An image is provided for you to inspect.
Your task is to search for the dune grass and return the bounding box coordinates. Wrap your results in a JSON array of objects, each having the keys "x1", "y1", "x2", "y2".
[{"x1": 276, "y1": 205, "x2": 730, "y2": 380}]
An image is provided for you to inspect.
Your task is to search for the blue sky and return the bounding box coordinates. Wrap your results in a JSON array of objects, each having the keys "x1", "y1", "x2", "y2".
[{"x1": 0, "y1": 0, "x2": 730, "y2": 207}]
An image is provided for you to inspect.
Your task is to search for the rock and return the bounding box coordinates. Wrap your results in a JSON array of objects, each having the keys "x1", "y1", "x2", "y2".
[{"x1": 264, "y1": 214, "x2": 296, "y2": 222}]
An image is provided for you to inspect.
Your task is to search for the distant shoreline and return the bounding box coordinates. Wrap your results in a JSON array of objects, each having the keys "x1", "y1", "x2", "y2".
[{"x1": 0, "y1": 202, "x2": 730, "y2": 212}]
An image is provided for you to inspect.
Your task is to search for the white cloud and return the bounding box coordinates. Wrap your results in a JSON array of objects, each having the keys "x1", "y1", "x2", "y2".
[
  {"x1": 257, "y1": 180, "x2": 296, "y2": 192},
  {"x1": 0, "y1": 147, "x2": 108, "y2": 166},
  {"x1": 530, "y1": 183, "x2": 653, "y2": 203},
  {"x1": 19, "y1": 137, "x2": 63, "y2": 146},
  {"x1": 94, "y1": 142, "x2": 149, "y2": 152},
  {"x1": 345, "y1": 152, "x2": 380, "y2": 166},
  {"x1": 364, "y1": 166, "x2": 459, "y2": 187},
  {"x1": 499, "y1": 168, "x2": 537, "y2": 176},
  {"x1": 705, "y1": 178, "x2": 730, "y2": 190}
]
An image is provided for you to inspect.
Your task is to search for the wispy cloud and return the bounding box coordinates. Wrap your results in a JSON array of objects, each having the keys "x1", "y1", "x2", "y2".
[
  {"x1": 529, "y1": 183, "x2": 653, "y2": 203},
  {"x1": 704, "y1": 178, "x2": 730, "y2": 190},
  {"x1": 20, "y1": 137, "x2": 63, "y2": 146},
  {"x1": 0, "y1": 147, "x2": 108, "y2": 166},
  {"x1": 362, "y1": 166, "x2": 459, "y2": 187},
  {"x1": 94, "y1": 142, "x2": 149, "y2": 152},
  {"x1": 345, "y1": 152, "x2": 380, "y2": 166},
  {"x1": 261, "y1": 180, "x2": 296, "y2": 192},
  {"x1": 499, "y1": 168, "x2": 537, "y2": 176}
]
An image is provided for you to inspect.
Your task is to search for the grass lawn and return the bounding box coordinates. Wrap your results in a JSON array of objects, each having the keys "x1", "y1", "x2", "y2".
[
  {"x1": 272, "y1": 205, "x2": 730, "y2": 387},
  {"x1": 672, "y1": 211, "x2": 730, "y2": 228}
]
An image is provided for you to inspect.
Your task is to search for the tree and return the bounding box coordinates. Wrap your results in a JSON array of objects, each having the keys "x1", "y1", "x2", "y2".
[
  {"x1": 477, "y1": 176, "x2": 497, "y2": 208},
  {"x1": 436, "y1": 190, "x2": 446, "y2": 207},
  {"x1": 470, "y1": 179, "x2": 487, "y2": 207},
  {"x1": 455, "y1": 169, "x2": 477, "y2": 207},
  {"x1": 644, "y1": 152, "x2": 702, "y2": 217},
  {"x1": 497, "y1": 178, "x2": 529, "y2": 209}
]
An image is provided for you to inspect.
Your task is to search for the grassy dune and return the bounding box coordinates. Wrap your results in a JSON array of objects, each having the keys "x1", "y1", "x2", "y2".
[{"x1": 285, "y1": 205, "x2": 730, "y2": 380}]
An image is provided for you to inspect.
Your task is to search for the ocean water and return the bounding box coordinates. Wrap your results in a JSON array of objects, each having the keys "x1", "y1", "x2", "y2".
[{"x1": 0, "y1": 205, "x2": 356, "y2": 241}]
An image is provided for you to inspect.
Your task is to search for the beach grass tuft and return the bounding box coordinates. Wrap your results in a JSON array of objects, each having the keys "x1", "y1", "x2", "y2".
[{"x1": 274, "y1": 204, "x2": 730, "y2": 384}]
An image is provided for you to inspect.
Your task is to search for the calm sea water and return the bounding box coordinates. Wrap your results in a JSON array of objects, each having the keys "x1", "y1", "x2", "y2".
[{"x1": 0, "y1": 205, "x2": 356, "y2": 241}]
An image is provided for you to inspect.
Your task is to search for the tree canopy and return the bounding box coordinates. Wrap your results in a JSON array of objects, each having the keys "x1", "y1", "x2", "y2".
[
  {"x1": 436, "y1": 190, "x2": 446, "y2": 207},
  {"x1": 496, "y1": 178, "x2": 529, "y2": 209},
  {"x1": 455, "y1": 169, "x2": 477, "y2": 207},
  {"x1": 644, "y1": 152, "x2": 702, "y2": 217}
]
▬▬▬
▶ _Stated problem_
How many lines in the rows above contain the word "water"? Reply with the number alone.

▶ _Task response_
2